:: What you should do ::
Every entry below should be written out exactly, and no image should appear.

:: Exercise material ::
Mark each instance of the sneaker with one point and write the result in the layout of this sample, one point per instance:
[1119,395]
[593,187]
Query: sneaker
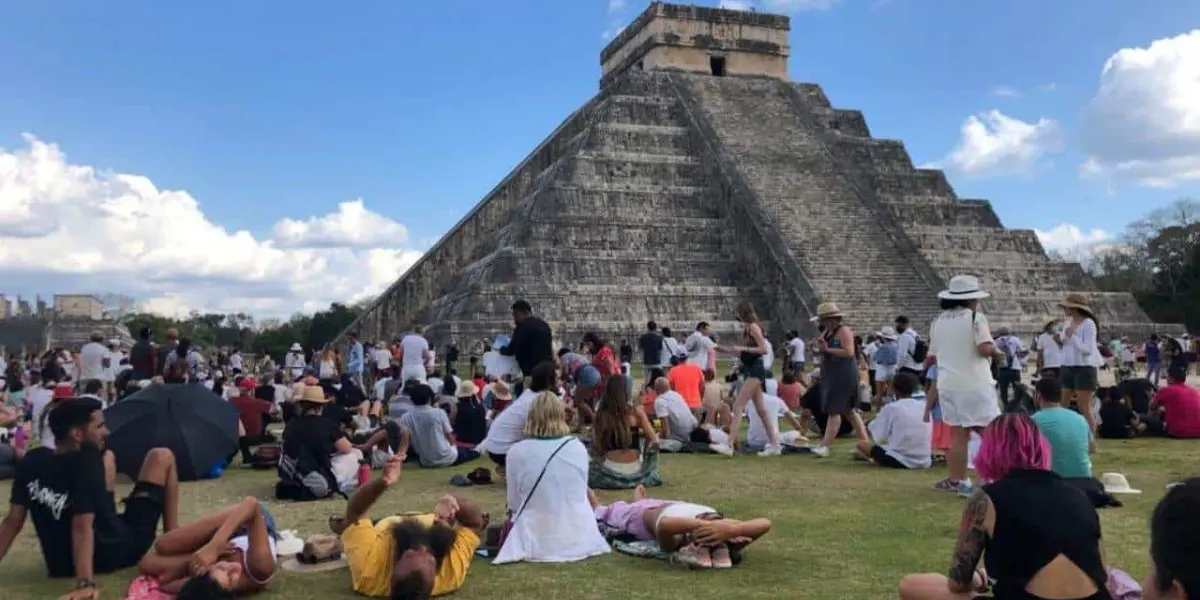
[721,558]
[947,485]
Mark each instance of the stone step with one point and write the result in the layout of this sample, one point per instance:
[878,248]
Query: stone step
[634,169]
[654,203]
[843,123]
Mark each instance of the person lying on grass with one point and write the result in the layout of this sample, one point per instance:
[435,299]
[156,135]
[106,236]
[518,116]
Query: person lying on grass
[229,552]
[697,534]
[408,557]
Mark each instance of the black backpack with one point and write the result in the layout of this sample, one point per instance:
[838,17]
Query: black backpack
[921,351]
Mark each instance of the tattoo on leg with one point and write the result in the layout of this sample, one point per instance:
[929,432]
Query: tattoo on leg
[972,539]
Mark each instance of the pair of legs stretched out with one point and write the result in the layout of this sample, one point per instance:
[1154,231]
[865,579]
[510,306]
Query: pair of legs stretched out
[229,552]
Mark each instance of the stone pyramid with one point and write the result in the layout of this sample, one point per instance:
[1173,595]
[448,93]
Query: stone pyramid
[699,177]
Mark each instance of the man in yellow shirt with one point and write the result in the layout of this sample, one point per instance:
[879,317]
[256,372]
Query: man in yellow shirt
[411,556]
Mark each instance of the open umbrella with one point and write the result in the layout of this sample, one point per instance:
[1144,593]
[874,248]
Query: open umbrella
[197,425]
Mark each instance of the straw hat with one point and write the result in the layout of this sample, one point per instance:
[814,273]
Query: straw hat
[501,390]
[963,287]
[321,552]
[1078,301]
[827,311]
[313,394]
[466,388]
[1116,483]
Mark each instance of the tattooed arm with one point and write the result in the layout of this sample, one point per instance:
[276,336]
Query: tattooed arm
[969,549]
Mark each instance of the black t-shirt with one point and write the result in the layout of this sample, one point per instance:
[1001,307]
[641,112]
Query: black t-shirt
[315,433]
[1115,420]
[54,489]
[652,347]
[1139,391]
[142,360]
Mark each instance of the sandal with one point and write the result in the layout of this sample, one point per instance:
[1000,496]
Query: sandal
[721,558]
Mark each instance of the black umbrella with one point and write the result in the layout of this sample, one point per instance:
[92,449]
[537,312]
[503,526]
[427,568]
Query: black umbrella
[197,425]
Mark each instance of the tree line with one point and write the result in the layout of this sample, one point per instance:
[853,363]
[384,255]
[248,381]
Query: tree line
[274,336]
[1157,259]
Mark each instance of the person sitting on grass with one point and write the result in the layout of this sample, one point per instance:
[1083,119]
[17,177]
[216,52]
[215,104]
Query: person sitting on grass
[757,437]
[426,430]
[1050,546]
[69,493]
[1175,409]
[700,535]
[903,436]
[229,552]
[408,557]
[624,444]
[1067,431]
[1174,553]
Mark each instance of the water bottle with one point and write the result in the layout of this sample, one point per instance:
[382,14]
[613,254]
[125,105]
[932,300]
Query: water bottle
[364,473]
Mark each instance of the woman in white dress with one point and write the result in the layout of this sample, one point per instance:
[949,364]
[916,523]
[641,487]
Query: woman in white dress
[547,492]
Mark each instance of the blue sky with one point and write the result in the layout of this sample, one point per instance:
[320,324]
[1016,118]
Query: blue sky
[273,111]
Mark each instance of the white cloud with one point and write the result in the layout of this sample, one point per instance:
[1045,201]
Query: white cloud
[787,6]
[1066,235]
[996,144]
[352,226]
[72,228]
[1005,91]
[1144,123]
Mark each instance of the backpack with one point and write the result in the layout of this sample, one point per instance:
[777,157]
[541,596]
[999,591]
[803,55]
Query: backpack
[919,351]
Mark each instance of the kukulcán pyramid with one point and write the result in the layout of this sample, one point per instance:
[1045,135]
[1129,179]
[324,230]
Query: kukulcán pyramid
[700,175]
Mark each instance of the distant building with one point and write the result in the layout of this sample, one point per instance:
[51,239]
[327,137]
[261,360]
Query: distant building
[78,306]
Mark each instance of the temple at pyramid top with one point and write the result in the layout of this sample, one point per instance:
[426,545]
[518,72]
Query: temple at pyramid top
[700,40]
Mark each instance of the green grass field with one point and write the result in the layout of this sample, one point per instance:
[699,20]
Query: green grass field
[841,529]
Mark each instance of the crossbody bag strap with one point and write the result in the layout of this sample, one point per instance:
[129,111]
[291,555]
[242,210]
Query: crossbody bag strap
[538,481]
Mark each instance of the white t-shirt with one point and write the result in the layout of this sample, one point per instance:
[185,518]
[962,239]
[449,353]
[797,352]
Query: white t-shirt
[91,360]
[1080,349]
[697,346]
[756,435]
[1051,354]
[414,347]
[508,427]
[37,399]
[903,433]
[382,358]
[673,408]
[954,340]
[797,349]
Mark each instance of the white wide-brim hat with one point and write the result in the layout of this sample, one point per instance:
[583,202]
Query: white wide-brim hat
[1116,483]
[963,287]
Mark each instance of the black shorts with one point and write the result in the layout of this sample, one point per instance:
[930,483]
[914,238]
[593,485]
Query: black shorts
[143,510]
[885,460]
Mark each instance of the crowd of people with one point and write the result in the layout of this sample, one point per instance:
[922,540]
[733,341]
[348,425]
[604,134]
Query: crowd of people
[557,424]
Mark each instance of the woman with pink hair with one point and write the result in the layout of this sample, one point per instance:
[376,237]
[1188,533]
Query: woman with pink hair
[1038,535]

:: Output for this task ::
Mark each instance of the sneaker with one point and write the result in the layout of this sample, one point per instance:
[1119,395]
[593,187]
Query: sneaker
[721,558]
[947,485]
Mark each instance of the stone step with one point and write the result in the layout of this sample, one point per instance:
[878,248]
Query: stone step
[634,169]
[654,203]
[843,123]
Mark each instance of the person lying on grass with one point and write the result in the layout of this sample, one point per instance:
[435,299]
[156,135]
[106,236]
[518,116]
Query: person lying on grass
[229,552]
[697,534]
[408,557]
Mark each instance of the black backpack with one point and write the result in the layout of this sample, one point per instance:
[838,17]
Query: black backpack
[921,351]
Mark each instance of the tattoo on leg with one point and write the result in the layout of this sample, one point per instance:
[929,432]
Query: tattoo on leg
[972,539]
Mark each instance of the pair of legs stretched out with one point and write the result in the layout of this sample, one point per instance:
[1154,231]
[865,579]
[510,306]
Query: pair of legs stretched out
[229,552]
Mark each instance of the stone pyramid with one point and write the result in the layout of this sample, one point per instance:
[1173,595]
[448,93]
Query: stone pyramid
[699,177]
Mark each instance of the man in yellow shirt with one point and write the result in the layout of this sample, one point per instance:
[879,317]
[256,372]
Query: man in yellow shirt
[411,556]
Mark each instance of the open umbrella with one point and write the result in the layout of this sample, one point per instance:
[1144,593]
[874,248]
Query: open umbrella
[197,425]
Mark each instance of the straw hat with one point and write the result in the layout of this sample, one point per instance:
[814,273]
Query: straw hat
[501,390]
[963,287]
[321,552]
[1078,301]
[827,311]
[313,394]
[466,388]
[1116,483]
Mark each instance of the tattooed arm with one point and write the result in the layout of this sample, one point per instance:
[276,336]
Query: tattooed arm
[969,549]
Mark each instance of the black t-shirt with one point and write the result in the layout of this sample, one point per instance:
[1001,307]
[641,112]
Query: black t-shirt
[315,433]
[1115,420]
[54,489]
[652,347]
[1139,391]
[142,360]
Mark each instance of the sandal with one point and write the result in the layout of this sample, one point per instance:
[1000,496]
Query: sandal
[721,558]
Mark each instance of the black umbrella with one point and write the result in the layout of this sample, one point per instance:
[92,449]
[537,312]
[503,526]
[427,568]
Query: black umbrella
[197,425]
Mark each instance of the tree line with one point and write the result in the layout of this sample, one point per instance:
[853,363]
[384,255]
[248,381]
Query: tree line
[274,336]
[1157,259]
Mark each instance of the person sitting on grass with one point and write the result in the layout of this sample, one point per instance:
[1083,119]
[17,177]
[216,52]
[215,104]
Query: person sitting on grass
[757,437]
[426,430]
[1050,546]
[69,493]
[1175,409]
[700,535]
[903,436]
[229,552]
[408,557]
[624,444]
[1067,431]
[1174,553]
Mark each instance of the water bottle with one point and write the result in the layout of this sample, one point per instance:
[382,14]
[613,254]
[125,105]
[932,300]
Query: water bottle
[364,473]
Mark each instance of the woman in white dress with one point and write the result in the layout of this sample, one point per instance:
[949,364]
[916,523]
[641,487]
Query: woman in white dress
[547,492]
Mark each instance of the blue sky with one point and write the result in the layout of this sample, one point per instance:
[320,324]
[1016,118]
Query: blue sky
[273,111]
Mark each instance of the white cloud with one point and write the result in the layout of this sample, one point per instance:
[1045,201]
Query: white cloud
[787,6]
[1066,235]
[996,144]
[352,226]
[72,228]
[1005,91]
[1144,123]
Mark each instance of the backpack with one point and write the result in the layout of this sample, one point per instance:
[777,157]
[541,596]
[999,591]
[803,55]
Query: backpack
[919,351]
Mark each instance of the kukulcán pyramid with one point and write the result in the layout of this sample, one point per instance:
[1045,135]
[1129,179]
[324,230]
Query: kukulcán pyramid
[700,175]
Mark each instance of the distant building with one point and write the result in the layout of this sample, one point per instance:
[51,239]
[327,137]
[261,360]
Query: distant building
[78,306]
Mark each instance of the temple at pyramid top with one point and write the result in the layout of this sample, one point per instance:
[426,545]
[518,72]
Query: temple at pyramid top
[700,40]
Mark each instance of the green grass field with one point and write the result in the layout of this sample, one point per instance:
[699,20]
Query: green grass field
[841,529]
Mark each instance of the crossbody bag strap with one point and write the result in the layout of this sample, one point per instance:
[129,111]
[291,555]
[242,210]
Query: crossbody bag strap
[538,481]
Mark each instance of the white t-shirt with one point and write the result in the layout of this sample, one point per instance:
[185,518]
[962,239]
[449,353]
[797,352]
Query: white t-shirt
[91,360]
[1080,349]
[697,346]
[756,435]
[1051,354]
[414,347]
[508,427]
[37,399]
[903,433]
[382,358]
[673,408]
[954,340]
[797,349]
Mark each instance of the white wide-brim hat with one point and write the result in the layout of this sample, one point per instance:
[583,202]
Query: white wide-brim hat
[1116,483]
[963,287]
Mark each instance of the black shorts with one point and write the result in the layout of this sample, one point per instance:
[930,483]
[914,238]
[593,485]
Query: black shorts
[143,510]
[885,460]
Mark each instance of the crowd of people with one point and write the result in the layout of this sample, one point per instance:
[922,540]
[733,341]
[348,425]
[604,134]
Query: crowd of people
[557,424]
Mark each instance of the woman with pink hair with one point and write the result in the layout of this sample, one point per instance:
[376,237]
[1188,533]
Query: woman with pink hair
[1038,535]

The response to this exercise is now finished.